**WHAT THE TASK REQUIRES**
Convert all of the data below into a numbered list with one entry per line, omitting any blank lines.

[ROWS start]

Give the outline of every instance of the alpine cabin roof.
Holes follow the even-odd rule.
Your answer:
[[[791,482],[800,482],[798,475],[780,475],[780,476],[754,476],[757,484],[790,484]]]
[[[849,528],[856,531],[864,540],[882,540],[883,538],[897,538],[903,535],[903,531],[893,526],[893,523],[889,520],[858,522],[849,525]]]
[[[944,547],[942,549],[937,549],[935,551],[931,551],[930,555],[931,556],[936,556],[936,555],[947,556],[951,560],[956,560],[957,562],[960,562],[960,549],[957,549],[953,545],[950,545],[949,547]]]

[ROWS end]

**SOLVED PROBLEM**
1. Give the outline of every instance of the alpine cabin roof.
2. Holes follow the even-odd rule.
3. Your answer:
4. [[[791,482],[800,482],[798,475],[780,475],[780,476],[754,476],[757,484],[790,484]]]
5. [[[849,528],[856,531],[864,540],[882,540],[883,538],[897,538],[903,535],[903,531],[893,526],[893,523],[889,520],[858,522],[849,525]]]
6. [[[944,547],[942,549],[937,549],[935,551],[931,551],[930,555],[931,556],[936,556],[936,555],[947,556],[951,560],[956,560],[957,562],[960,562],[960,549],[957,549],[953,545],[950,545],[949,547]]]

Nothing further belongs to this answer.